[Object position labeling data]
****************************************
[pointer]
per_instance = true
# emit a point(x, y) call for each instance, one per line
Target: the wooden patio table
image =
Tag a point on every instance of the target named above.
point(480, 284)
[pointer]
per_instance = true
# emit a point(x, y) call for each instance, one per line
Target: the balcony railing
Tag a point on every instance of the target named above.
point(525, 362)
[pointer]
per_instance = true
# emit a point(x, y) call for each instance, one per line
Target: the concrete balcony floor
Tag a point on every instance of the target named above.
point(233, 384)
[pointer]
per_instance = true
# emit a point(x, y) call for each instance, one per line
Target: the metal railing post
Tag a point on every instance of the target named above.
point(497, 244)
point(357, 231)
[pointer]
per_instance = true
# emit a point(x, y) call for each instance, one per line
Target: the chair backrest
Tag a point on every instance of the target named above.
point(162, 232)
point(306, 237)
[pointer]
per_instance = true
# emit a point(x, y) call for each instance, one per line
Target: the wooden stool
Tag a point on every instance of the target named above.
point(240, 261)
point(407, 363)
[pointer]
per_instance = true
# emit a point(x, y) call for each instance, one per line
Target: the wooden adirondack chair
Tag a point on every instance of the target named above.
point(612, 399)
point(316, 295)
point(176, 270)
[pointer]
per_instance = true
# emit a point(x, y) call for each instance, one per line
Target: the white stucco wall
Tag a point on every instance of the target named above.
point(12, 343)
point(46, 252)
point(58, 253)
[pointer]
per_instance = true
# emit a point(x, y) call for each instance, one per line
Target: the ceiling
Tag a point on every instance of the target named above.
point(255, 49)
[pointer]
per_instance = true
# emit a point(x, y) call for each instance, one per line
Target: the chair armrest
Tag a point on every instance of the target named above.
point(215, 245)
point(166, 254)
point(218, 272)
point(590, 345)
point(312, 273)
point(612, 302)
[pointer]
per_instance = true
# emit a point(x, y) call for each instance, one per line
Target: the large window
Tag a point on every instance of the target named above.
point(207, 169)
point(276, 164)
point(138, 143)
****************************************
WORK REQUIRED. Reproduce all of the data above verbatim, keeping every line unchanged.

IN RESPONSE.
[pointer]
per_instance = true
# emit a point(x, y) call for each instance, one per line
Target: the wooden patio table
image =
Tag a point on every instance of the target named above.
point(480, 284)
[pointer]
per_instance = true
# emit a point(x, y) call for each instance, one per line
Target: the balcony railing
Tag a point on every instance of the target named above.
point(525, 362)
[pointer]
per_instance = true
# emit a point(x, y) call for each instance, one per line
Target: the concrete balcony floor
Tag a point on every instance of the target named above.
point(233, 384)
[pointer]
per_instance = true
# emit a point(x, y) call for each instance, one per line
Target: the metal railing post
Tag a point on every instance of the target named above.
point(497, 244)
point(357, 231)
[pointer]
per_instance = true
# emit a point(x, y) call for each instance, one per line
Target: the chair backrest
Tag a point on every instance of the target named above.
point(162, 232)
point(306, 237)
[pointer]
per_instance = true
# emit a point(x, y) call for each instance, one per line
Target: the wooden stool
Tag a point on every instance of the target named above.
point(240, 261)
point(407, 363)
[pointer]
per_instance = true
# emit a point(x, y) call for each instance, one per line
Target: the wooden adirondack chair
Tag a point on every instance of the target named above.
point(612, 399)
point(316, 295)
point(176, 270)
[pointer]
per_instance = true
# emit a point(x, y) call for each instance, one per line
Target: the white stucco wall
Tag a point on every instance of the target named above.
point(12, 343)
point(46, 252)
point(58, 253)
[pointer]
per_instance = true
# emit a point(x, y) call for each instance, one per line
Target: the ceiling
Tag a point on every instance of the target named above.
point(255, 49)
[pointer]
per_instance = true
# emit a point(x, y) call for each instance, one per line
Target: the chair armrest
Tag a point on every instance of the target named above.
point(215, 245)
point(166, 254)
point(218, 272)
point(590, 345)
point(312, 273)
point(612, 302)
[pointer]
per_instance = true
# emit a point(x, y) call for each instance, one per line
Target: the large window
Tag a point on every instance of the target named above.
point(207, 169)
point(276, 164)
point(138, 143)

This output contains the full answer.